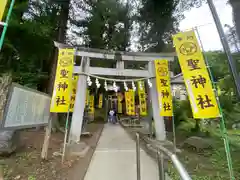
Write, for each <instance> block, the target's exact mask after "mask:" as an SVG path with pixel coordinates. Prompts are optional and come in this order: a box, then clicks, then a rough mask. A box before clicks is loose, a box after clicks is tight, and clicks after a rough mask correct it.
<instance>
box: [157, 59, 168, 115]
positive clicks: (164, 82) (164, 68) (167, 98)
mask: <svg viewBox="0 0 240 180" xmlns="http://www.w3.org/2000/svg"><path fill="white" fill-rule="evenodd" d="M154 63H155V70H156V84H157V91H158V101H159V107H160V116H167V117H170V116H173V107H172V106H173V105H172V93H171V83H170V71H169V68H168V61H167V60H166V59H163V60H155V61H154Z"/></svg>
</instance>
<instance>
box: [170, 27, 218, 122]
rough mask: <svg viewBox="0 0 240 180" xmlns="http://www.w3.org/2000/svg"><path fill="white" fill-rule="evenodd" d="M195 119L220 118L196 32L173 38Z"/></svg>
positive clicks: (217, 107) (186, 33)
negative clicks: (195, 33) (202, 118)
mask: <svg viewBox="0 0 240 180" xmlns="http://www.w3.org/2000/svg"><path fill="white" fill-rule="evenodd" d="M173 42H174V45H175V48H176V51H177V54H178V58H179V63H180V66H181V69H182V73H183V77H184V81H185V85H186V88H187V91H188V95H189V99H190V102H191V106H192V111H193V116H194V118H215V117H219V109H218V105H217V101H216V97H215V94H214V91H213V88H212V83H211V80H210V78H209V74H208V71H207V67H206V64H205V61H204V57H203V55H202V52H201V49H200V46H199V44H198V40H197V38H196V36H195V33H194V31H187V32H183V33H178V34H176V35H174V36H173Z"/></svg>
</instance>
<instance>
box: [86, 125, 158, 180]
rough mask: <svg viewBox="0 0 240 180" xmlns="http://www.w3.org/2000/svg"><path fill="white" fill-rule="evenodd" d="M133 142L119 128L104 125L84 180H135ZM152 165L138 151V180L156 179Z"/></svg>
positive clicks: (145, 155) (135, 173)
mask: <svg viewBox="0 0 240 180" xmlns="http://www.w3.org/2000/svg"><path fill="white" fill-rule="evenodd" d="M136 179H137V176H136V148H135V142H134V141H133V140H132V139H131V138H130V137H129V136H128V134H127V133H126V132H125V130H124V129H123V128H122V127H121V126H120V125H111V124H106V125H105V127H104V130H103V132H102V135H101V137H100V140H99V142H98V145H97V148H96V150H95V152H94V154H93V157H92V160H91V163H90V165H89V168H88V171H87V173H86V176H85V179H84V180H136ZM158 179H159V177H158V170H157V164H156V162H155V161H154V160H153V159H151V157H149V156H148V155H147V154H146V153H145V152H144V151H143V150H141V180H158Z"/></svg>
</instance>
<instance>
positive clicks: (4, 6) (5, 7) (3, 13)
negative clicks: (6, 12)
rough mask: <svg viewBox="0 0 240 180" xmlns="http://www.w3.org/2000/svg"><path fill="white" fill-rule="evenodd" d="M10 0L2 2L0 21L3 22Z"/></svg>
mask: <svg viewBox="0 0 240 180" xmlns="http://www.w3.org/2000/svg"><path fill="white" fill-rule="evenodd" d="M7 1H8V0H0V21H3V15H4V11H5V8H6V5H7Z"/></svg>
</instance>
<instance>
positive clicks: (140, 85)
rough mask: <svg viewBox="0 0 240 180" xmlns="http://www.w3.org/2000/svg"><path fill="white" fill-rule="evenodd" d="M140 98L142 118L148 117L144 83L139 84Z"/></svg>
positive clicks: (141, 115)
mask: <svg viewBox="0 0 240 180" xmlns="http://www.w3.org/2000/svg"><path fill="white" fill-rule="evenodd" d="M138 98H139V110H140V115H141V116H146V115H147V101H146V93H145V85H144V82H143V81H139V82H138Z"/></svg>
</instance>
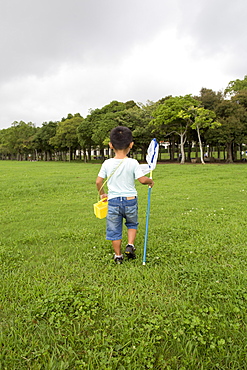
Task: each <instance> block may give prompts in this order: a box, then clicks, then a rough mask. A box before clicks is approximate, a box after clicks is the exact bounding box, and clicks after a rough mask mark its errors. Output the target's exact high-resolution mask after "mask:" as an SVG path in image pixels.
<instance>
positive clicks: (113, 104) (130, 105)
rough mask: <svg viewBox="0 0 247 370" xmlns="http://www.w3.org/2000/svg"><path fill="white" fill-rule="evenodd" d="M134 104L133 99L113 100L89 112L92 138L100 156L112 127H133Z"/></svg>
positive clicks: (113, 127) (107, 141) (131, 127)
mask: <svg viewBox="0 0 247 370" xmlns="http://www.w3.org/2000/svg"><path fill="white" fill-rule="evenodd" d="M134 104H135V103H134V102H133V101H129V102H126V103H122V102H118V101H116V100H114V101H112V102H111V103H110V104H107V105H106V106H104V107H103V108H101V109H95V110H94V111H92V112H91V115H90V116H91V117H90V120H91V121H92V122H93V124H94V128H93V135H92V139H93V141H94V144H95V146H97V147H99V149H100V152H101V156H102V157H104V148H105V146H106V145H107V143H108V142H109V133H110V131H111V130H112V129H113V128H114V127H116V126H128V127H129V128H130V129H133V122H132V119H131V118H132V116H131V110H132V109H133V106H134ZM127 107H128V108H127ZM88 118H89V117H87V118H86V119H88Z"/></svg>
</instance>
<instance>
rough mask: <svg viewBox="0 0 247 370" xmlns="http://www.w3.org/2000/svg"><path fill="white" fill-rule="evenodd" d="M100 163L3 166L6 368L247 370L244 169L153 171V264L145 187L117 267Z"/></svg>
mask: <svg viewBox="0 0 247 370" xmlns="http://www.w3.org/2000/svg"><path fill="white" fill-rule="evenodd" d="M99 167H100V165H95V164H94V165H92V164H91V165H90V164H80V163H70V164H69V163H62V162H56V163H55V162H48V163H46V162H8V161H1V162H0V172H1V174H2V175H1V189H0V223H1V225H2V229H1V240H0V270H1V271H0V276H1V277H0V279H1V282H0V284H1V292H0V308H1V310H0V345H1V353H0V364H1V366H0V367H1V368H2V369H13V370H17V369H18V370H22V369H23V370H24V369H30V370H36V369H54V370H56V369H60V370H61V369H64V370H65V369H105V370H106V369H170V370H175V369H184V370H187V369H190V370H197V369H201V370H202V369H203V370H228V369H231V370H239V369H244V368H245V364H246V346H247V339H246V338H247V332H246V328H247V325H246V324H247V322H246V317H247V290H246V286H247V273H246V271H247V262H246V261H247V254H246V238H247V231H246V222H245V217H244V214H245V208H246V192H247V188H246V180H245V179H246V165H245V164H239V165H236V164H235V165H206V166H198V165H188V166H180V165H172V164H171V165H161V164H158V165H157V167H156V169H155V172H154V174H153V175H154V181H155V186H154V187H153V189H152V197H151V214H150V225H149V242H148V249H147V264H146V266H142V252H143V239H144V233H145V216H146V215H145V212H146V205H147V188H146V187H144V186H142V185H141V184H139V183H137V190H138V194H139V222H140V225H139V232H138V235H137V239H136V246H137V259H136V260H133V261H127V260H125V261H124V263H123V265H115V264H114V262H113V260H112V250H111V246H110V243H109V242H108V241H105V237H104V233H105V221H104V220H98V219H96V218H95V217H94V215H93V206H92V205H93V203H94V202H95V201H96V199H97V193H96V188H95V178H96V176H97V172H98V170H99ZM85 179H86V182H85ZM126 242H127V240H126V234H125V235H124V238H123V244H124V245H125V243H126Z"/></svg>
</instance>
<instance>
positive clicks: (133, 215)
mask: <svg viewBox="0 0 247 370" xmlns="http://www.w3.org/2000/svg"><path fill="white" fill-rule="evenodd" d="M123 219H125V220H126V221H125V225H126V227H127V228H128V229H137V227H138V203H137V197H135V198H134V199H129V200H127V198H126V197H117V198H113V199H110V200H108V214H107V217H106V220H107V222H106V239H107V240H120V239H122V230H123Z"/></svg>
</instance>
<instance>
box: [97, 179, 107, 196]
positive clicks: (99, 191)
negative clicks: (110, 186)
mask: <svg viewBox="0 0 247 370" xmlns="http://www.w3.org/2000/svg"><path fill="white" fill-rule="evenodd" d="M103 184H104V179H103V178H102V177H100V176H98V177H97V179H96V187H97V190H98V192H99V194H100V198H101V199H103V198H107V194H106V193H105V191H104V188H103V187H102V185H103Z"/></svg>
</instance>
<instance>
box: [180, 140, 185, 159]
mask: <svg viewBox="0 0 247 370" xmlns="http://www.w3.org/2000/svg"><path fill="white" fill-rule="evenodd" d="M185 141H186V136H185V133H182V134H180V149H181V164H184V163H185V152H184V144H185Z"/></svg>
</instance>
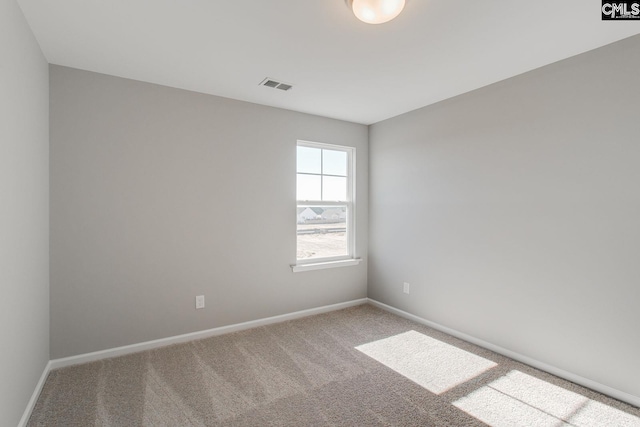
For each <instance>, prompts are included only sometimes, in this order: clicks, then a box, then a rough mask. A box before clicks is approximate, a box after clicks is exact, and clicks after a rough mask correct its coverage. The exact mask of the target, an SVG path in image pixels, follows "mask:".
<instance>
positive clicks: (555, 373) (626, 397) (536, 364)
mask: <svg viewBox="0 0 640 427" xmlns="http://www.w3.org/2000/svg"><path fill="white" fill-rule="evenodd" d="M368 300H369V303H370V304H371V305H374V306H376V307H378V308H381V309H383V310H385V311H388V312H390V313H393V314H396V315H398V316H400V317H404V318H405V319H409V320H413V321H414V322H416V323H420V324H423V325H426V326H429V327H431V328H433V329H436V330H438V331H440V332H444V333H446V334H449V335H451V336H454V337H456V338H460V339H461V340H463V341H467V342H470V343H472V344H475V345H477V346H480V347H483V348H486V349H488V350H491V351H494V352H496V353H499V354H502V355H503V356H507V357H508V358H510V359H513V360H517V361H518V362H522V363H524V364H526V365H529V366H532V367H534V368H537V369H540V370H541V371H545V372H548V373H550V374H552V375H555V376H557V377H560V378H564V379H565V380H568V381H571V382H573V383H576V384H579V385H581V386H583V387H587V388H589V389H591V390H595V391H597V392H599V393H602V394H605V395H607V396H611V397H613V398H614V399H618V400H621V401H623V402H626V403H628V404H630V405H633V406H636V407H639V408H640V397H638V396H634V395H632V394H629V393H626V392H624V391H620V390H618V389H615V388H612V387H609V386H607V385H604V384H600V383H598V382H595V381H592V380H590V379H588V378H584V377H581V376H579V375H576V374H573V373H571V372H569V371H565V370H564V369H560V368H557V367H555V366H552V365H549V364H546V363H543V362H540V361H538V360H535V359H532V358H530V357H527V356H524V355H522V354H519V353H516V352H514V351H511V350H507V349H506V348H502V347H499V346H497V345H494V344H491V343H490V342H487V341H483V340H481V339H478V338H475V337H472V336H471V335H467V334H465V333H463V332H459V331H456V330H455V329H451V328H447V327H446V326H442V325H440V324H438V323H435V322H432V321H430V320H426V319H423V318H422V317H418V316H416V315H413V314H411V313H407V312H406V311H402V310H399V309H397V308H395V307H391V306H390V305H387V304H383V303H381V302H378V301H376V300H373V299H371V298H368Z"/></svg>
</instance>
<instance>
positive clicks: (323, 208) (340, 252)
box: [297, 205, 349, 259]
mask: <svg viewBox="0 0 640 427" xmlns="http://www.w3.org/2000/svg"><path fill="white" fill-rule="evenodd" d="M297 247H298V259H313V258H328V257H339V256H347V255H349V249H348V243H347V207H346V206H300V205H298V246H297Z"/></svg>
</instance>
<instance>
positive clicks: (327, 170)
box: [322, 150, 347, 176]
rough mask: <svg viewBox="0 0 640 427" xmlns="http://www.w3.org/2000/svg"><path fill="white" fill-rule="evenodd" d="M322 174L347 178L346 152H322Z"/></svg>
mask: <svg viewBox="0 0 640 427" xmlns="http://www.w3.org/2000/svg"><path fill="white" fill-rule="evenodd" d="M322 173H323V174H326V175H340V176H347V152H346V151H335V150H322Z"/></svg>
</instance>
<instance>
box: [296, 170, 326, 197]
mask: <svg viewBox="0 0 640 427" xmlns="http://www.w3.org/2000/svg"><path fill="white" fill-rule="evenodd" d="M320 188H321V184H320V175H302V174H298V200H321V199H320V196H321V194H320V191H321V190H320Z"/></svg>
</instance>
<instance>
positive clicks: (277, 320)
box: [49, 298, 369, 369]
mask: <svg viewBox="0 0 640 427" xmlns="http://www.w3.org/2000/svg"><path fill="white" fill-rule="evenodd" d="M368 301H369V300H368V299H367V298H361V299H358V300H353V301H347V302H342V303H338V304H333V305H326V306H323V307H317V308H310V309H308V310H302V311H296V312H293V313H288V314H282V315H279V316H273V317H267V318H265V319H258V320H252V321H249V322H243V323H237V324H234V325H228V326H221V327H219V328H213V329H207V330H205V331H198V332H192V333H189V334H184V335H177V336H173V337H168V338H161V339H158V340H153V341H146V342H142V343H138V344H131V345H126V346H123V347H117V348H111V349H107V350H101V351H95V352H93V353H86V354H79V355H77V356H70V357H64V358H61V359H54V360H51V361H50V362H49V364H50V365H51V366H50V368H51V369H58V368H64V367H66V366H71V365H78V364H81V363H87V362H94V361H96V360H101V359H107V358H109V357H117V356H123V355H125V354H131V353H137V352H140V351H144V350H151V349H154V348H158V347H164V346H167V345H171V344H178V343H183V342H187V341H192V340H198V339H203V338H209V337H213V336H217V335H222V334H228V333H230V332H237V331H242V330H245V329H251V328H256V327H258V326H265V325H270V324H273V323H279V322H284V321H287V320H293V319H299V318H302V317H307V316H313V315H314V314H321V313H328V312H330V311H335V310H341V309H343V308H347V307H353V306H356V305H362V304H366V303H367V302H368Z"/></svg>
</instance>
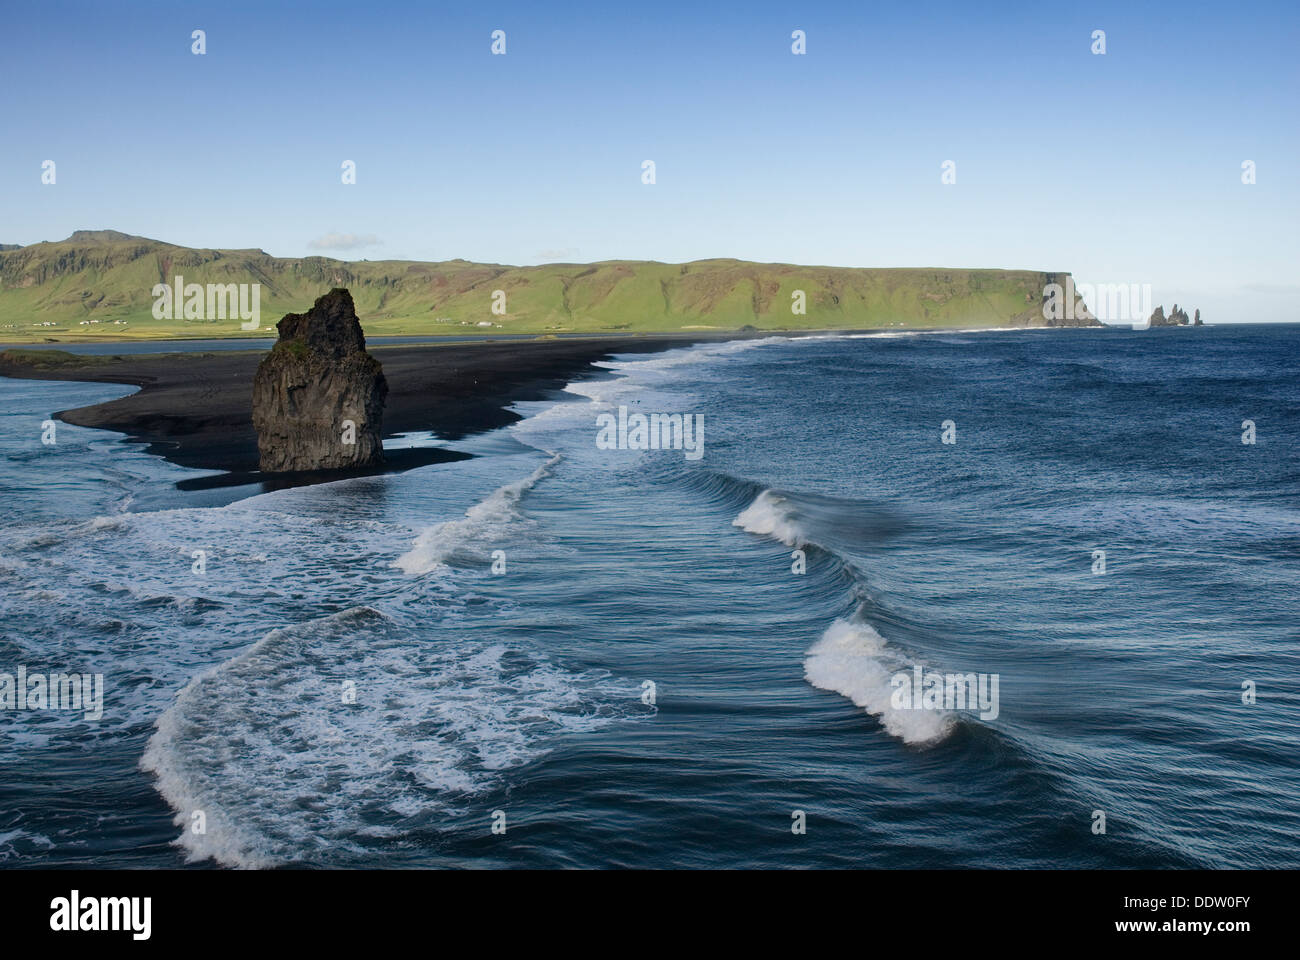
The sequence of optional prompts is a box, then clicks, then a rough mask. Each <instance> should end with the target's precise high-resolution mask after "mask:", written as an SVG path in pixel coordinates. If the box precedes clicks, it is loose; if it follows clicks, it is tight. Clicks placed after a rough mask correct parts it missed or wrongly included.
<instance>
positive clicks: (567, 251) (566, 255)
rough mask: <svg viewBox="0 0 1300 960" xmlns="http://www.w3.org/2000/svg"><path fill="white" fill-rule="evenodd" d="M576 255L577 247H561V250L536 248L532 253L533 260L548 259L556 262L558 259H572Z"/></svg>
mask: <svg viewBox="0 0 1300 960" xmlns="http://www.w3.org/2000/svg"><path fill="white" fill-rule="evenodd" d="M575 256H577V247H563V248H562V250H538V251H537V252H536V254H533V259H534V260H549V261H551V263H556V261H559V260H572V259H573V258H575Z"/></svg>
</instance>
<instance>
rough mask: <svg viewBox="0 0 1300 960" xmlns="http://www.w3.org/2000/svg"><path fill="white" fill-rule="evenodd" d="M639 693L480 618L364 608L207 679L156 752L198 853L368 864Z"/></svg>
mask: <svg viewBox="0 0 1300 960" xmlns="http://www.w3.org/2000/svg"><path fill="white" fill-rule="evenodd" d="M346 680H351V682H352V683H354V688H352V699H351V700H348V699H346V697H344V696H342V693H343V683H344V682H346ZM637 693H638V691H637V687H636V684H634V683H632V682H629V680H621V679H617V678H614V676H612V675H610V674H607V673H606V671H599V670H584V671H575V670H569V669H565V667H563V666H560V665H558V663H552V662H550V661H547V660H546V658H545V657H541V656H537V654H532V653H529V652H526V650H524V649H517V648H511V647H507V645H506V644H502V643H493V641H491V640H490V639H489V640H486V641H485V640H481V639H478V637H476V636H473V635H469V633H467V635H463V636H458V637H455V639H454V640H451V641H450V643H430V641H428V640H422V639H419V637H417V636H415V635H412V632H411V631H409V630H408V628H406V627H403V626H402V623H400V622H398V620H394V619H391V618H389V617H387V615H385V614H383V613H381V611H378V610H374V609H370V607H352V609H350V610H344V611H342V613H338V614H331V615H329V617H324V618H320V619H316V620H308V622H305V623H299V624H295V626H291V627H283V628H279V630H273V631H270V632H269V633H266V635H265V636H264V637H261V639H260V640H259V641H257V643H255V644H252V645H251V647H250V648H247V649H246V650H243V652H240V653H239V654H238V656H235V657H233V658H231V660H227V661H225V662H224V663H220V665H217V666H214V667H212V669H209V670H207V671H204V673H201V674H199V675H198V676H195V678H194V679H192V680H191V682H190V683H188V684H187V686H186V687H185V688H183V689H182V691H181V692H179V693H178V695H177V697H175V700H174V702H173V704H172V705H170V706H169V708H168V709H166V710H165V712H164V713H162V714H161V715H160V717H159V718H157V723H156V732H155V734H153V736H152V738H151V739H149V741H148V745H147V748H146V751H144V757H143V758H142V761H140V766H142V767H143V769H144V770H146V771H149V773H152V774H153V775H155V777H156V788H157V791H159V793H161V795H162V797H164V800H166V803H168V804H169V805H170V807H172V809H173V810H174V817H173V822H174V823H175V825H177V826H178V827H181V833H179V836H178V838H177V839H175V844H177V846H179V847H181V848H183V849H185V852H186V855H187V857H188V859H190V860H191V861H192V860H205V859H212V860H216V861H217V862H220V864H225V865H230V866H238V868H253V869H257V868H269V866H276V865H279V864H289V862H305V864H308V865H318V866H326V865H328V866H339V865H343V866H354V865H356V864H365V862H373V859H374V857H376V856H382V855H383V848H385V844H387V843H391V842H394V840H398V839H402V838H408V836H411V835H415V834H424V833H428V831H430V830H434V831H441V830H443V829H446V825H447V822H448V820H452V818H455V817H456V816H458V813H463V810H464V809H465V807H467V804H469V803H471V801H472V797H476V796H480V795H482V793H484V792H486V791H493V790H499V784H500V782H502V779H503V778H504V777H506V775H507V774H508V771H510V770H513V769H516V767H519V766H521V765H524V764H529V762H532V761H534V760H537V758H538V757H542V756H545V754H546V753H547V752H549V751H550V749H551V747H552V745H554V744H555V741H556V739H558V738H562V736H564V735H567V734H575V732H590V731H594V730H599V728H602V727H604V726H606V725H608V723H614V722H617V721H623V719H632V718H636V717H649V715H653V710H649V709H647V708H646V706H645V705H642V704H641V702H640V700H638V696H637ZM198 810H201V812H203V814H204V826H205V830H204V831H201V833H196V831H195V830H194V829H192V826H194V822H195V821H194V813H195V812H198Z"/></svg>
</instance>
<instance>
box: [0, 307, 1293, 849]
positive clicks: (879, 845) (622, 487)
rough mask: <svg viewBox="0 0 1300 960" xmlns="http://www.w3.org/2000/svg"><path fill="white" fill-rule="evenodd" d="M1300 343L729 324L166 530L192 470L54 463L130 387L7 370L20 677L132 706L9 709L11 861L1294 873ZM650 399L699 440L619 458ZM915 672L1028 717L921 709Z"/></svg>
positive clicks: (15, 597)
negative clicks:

• • • •

Exercise brief
The span to give again runs from the line with "box: [0, 307, 1293, 849]" through the last line of the records above; reproduce it exactly and nothing more.

Worked solution
box: [0, 307, 1293, 849]
positive clicks: (879, 845) (622, 487)
rough mask: <svg viewBox="0 0 1300 960" xmlns="http://www.w3.org/2000/svg"><path fill="white" fill-rule="evenodd" d="M1300 343L729 324L166 530L192 470L54 463L130 387L7 370L20 677L132 706L9 709L11 861L1294 873ZM650 399L699 440L619 458ZM915 672L1028 717L921 709Z"/></svg>
positive clicks: (15, 597)
negative clicks:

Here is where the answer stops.